Print every record exactly.

━━━ RECORDS FOR THIS TASK ━━━

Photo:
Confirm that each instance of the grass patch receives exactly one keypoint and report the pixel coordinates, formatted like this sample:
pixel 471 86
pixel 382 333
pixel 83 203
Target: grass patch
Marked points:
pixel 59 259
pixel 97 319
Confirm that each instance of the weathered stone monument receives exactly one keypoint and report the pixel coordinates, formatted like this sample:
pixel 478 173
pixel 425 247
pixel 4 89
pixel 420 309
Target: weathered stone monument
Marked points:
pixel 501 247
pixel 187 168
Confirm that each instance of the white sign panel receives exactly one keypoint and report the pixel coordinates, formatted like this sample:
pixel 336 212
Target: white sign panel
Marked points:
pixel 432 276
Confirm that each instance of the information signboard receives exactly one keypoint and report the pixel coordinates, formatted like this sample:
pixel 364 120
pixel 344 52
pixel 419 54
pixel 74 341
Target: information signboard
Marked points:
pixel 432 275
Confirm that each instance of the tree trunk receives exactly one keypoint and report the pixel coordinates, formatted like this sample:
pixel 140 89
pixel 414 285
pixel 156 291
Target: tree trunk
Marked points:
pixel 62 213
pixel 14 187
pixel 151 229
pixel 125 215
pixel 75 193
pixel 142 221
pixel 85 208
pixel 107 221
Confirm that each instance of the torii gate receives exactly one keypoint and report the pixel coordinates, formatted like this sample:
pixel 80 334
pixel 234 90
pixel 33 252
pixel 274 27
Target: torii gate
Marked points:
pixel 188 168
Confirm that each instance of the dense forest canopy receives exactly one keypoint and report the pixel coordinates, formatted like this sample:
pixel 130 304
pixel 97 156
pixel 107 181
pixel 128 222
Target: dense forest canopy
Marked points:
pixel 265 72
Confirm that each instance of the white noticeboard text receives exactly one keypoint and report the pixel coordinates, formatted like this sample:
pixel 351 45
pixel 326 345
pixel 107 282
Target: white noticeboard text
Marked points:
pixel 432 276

━━━

▶ **RESPONSE BOX**
Photo:
Confirm that each instance of the grass patch receives exactly one keypoint and report the pixel coordinates, formatted like this sample:
pixel 471 86
pixel 382 333
pixel 83 203
Target: grass patch
Marked points:
pixel 59 259
pixel 97 319
Confirm that each instance of the weathered stone monument receives exactly one keypoint and report the pixel coordinates, formatted like this sample:
pixel 478 173
pixel 425 247
pixel 4 89
pixel 420 309
Target: weathered stone monument
Marked points:
pixel 501 247
pixel 187 168
Confirm that each instance of the white sign panel receives exactly one keypoint and report the pixel coordinates, formatted like this sample:
pixel 336 212
Target: white sign panel
Marked points:
pixel 432 276
Confirm that each instance of the information signboard receives exactly one keypoint and report the pixel coordinates, formatted like this sample:
pixel 364 120
pixel 344 52
pixel 419 54
pixel 74 341
Target: information signboard
Marked points:
pixel 432 275
Confirm that each instance of the tree trunk receives exactly one keypoint and report the pixel coordinates, formatted like this sample:
pixel 140 89
pixel 414 285
pixel 156 291
Target: tree trunk
Marked points:
pixel 62 213
pixel 14 187
pixel 151 229
pixel 125 215
pixel 75 193
pixel 142 221
pixel 85 208
pixel 107 221
Confirm that each instance of the torii gate receives exactly one keypoint and report the pixel coordinates, formatted like this sample:
pixel 80 334
pixel 234 90
pixel 33 252
pixel 274 27
Target: torii gate
Marked points:
pixel 188 168
Confirm that each instance of the dense forest canopy receives exactly one keypoint and report the pixel coordinates, formatted like this sample:
pixel 130 304
pixel 97 156
pixel 107 181
pixel 128 222
Target: dense forest canopy
Marked points:
pixel 265 72
Confirm that each instance of the white noticeboard text receives exactly one keypoint and report the pixel coordinates, formatted like this sample:
pixel 351 45
pixel 326 345
pixel 107 282
Target: white noticeboard text
Marked points:
pixel 432 276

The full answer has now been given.